▶ WHAT THIS TASK INVOLVES: Starting at the first of the records and stopping after the line that contains "(346, 1036)", write those lines out again, substituting "Mark" for every "Annotate" and keeping everything else the same.

▶ Saved data entries:
::::::::

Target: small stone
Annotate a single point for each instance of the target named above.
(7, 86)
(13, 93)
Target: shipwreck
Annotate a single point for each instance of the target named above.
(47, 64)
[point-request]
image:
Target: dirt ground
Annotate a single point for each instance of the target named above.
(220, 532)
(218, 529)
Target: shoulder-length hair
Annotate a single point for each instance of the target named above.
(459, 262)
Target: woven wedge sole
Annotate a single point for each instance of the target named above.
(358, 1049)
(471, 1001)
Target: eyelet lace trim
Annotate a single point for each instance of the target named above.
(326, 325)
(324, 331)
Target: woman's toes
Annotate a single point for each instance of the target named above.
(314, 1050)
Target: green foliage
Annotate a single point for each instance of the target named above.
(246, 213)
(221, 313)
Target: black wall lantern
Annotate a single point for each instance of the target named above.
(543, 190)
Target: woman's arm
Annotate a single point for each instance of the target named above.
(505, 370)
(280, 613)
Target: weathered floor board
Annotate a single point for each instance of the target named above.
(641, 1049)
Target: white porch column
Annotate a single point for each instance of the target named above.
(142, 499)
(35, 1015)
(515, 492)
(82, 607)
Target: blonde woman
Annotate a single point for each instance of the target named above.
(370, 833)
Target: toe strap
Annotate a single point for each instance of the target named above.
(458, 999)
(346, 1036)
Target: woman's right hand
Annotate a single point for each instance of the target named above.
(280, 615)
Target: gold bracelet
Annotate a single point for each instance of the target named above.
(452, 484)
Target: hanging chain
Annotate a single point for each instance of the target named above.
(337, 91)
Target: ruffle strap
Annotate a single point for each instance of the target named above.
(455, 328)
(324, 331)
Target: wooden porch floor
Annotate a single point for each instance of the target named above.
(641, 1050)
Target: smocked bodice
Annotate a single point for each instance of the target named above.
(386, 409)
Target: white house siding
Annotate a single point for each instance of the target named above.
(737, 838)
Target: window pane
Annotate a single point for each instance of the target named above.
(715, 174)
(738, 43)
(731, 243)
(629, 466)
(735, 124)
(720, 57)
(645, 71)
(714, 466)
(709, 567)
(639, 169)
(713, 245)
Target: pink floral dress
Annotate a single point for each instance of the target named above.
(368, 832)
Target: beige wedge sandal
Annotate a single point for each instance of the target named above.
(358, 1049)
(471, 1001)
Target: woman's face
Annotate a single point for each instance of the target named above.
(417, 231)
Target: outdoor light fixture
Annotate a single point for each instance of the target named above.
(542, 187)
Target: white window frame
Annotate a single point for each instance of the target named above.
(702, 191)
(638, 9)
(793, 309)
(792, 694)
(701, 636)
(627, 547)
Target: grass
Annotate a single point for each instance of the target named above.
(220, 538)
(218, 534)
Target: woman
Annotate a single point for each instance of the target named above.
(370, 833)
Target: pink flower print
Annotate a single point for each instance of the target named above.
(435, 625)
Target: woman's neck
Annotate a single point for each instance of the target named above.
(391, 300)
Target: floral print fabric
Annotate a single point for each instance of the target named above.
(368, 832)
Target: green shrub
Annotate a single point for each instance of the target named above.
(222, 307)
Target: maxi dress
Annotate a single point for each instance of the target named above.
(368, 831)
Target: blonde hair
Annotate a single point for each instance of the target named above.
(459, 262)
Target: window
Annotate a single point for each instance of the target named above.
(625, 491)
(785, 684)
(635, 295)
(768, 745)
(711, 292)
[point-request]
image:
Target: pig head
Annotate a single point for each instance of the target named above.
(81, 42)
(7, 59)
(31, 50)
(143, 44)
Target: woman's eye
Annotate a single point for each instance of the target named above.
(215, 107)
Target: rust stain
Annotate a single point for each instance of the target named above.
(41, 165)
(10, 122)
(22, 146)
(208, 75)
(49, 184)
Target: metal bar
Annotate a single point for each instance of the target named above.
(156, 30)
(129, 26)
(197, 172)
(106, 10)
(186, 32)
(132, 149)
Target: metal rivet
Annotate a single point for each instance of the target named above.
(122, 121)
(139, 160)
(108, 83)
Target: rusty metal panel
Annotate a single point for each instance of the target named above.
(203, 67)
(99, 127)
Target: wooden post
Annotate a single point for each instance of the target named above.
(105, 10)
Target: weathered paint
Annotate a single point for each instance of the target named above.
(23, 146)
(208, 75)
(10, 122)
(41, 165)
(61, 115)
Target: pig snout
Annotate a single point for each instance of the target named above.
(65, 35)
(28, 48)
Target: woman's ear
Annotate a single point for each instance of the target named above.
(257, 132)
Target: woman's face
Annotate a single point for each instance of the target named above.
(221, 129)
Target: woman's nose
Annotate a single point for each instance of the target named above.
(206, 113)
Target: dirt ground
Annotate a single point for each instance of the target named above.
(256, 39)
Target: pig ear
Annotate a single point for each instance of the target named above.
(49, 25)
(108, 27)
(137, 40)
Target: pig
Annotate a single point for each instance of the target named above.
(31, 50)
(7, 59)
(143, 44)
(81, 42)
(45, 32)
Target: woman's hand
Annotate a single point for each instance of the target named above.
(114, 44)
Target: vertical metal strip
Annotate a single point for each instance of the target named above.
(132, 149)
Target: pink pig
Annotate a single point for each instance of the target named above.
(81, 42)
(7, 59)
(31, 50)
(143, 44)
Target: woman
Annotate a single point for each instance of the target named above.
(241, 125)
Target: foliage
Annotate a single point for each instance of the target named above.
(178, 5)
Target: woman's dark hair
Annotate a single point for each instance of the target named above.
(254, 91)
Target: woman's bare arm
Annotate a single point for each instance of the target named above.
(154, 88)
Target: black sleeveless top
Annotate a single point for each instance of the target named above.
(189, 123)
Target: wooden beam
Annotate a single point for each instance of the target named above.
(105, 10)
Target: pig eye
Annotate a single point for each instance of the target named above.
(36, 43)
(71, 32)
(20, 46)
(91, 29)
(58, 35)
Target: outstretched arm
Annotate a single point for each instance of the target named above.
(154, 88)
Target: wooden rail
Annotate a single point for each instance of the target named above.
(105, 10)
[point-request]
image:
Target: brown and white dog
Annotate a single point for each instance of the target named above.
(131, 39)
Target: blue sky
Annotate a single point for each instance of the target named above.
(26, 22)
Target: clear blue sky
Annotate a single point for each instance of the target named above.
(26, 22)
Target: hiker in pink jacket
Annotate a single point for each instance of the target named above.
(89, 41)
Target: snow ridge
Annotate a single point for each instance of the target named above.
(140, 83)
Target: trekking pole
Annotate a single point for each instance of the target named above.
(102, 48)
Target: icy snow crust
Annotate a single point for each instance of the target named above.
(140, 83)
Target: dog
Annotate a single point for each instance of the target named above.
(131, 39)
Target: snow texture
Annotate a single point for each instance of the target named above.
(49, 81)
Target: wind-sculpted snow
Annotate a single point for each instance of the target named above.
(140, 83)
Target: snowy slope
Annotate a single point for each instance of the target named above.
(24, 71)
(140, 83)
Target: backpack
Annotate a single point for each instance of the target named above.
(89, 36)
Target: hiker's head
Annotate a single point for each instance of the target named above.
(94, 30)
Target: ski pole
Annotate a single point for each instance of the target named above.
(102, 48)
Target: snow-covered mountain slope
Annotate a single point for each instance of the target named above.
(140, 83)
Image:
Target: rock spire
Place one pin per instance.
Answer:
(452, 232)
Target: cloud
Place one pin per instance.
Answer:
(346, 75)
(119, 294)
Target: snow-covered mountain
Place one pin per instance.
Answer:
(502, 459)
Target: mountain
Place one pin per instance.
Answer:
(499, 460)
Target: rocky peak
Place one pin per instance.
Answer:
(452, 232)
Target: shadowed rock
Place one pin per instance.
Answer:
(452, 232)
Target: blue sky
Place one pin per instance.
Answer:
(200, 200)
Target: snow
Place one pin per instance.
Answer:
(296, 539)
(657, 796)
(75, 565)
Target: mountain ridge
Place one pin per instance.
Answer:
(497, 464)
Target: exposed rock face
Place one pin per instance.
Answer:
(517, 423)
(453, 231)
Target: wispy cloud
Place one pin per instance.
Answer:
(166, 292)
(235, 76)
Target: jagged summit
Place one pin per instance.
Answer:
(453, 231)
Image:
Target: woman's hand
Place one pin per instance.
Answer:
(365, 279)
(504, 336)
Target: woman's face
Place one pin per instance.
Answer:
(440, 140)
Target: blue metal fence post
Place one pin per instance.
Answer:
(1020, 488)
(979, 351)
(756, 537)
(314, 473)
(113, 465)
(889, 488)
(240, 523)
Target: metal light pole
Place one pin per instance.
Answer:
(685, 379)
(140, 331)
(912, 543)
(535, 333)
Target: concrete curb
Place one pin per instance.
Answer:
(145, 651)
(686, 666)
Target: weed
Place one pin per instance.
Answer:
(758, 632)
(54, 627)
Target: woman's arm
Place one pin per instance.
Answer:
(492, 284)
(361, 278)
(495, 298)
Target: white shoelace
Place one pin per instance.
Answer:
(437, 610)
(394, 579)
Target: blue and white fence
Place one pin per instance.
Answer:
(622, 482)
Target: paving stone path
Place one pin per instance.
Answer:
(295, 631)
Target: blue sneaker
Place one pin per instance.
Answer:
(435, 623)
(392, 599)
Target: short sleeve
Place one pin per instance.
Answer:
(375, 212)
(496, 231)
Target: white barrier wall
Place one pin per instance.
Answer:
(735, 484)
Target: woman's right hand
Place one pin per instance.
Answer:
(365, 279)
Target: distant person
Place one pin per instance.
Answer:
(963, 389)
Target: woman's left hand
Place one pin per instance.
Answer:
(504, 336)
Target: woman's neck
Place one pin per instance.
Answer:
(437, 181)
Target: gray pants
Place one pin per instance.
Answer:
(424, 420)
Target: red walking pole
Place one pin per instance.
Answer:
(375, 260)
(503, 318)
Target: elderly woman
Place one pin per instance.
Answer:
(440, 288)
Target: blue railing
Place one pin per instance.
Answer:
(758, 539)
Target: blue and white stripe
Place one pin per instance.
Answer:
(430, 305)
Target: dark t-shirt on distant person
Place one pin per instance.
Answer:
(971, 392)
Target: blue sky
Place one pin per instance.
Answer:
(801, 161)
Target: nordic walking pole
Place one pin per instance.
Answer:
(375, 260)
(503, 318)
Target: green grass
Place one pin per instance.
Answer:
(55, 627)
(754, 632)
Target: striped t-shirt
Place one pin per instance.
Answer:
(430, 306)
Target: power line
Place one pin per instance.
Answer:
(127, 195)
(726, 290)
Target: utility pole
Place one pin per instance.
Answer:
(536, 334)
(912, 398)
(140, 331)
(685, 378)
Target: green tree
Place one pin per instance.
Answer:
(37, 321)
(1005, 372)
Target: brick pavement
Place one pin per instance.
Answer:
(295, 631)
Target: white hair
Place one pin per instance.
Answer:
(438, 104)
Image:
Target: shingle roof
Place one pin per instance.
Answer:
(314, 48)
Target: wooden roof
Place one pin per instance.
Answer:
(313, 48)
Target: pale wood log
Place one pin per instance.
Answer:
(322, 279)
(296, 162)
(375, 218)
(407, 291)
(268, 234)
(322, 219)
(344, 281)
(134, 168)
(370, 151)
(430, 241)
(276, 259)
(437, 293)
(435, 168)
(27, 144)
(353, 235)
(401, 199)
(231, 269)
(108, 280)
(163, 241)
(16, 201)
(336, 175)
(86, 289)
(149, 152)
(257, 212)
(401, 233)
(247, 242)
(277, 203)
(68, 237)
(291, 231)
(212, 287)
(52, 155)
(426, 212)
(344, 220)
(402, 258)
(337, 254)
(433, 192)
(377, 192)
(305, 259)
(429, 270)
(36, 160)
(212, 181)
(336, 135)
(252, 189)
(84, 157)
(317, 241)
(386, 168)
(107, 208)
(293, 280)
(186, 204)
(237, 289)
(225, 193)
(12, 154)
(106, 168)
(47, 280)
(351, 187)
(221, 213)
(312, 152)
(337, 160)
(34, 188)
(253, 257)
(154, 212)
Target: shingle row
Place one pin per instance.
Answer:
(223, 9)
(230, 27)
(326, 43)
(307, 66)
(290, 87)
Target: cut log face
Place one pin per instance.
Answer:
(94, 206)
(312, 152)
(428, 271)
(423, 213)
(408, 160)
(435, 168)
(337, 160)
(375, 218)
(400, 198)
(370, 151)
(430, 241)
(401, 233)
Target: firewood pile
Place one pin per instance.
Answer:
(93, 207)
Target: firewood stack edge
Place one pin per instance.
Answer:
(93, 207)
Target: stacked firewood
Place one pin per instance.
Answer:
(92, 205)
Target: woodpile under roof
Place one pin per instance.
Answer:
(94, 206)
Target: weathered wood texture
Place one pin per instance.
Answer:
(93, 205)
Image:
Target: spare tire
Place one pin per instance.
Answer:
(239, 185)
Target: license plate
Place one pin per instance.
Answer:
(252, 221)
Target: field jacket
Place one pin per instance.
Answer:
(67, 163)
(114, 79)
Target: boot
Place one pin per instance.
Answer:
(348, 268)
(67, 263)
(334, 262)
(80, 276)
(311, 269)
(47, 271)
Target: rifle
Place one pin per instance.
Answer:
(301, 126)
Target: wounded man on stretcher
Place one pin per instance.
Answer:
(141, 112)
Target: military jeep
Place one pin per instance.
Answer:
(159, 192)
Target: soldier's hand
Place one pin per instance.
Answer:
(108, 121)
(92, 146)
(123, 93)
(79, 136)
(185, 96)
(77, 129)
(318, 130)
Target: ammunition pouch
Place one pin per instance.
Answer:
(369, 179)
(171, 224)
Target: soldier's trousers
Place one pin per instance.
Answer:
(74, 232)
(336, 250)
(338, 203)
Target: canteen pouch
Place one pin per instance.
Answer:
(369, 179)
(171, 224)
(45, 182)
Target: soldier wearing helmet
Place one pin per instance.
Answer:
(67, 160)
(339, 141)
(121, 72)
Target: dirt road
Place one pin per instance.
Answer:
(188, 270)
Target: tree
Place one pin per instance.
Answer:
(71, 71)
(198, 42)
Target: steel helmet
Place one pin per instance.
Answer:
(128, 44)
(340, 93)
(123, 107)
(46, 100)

::::::::

▶ TASK SOLUTION:
Target: small stone
Mark a single point for each instance of the target named above.
(7, 86)
(13, 93)
Target: shipwreck
Mark a single point for each instance of the target named above.
(47, 64)
[point-request]
image:
Target: dirt ground
Mark a single point for each instance of the target named above.
(220, 532)
(218, 529)
Target: shoulder-length hair
Mark a single point for each instance of the target named above.
(459, 262)
Target: woven wedge sole
Mark a single point for each instance of the target named above.
(358, 1049)
(471, 1001)
Target: eyelet lace trim
Mark a single point for each instance of the target named above.
(326, 325)
(324, 331)
Target: woman's toes
Mark a single point for each instance of the target named above.
(314, 1050)
Target: green foliage
Mark a single point for each instance of the target named above.
(246, 213)
(221, 313)
Target: black wall lantern
Mark a single point for each instance of the target named above.
(543, 190)
Target: woman's arm
Mark a single point for each instance of the target named above.
(505, 370)
(280, 613)
Target: weathered floor board
Mark a single point for each instance of the target named above.
(641, 1049)
Target: white porch column
Mark a single point for each instance of the target named above.
(142, 499)
(35, 1015)
(515, 492)
(82, 607)
Target: blonde woman
Mark a single point for each instance of the target named above.
(370, 833)
Target: toe strap
Mark a single point for each instance of the target named above.
(458, 999)
(346, 1036)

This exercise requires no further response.